Written request 1: Copy out every row below in full, requests included, but multiply each point coordinate in the answers by 0.65 and round to whole numbers, with halves rounded up. Leave the numbers in the requests and their sample outputs as they are.

Selected excerpt:
Awesome
Private Detector
This is the repo for Bumble's Private Detector™ model - an image classifier that can detect lewd images.
The internal repo has been heavily refactored and released as a fully open-source project to allow for the wider community to use and finetune a Private Detector model of their own. You can download the pretrained SavedModel, Frozen Model and checkpoint here
Model
The SavedModel can be found in saved_model/
within private_detector.zip
above
The model is based on Efficientnet-v2 and trained on our internal dataset of lewd images - more information can be found at the whitepaper here or here
Inference
Inference is pretty simple and an example has been given in inference.py
. The model is released as a SavedModel so it can be deployed in many different ways, but here's a quick runthrough of one way to get it working for those less familiar with Python/Tensorflow.
First you need to install Python and Conda on your system and go to the Terminal/Command Prompt on your machine
Then you can use the environment.yaml
file to install the necessary packages to run the inference.

Written request 2: According to the Private Detector page, what is the model based on?

Input data:

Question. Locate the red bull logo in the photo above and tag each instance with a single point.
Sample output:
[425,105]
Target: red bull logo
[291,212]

Complete response 1:
Question. Locate the red bull logo in the photo above and tag each instance with a single point.
Sample output:
[425,105]
Target: red bull logo
[189,138]

Complete response 2: Efficientnet-v2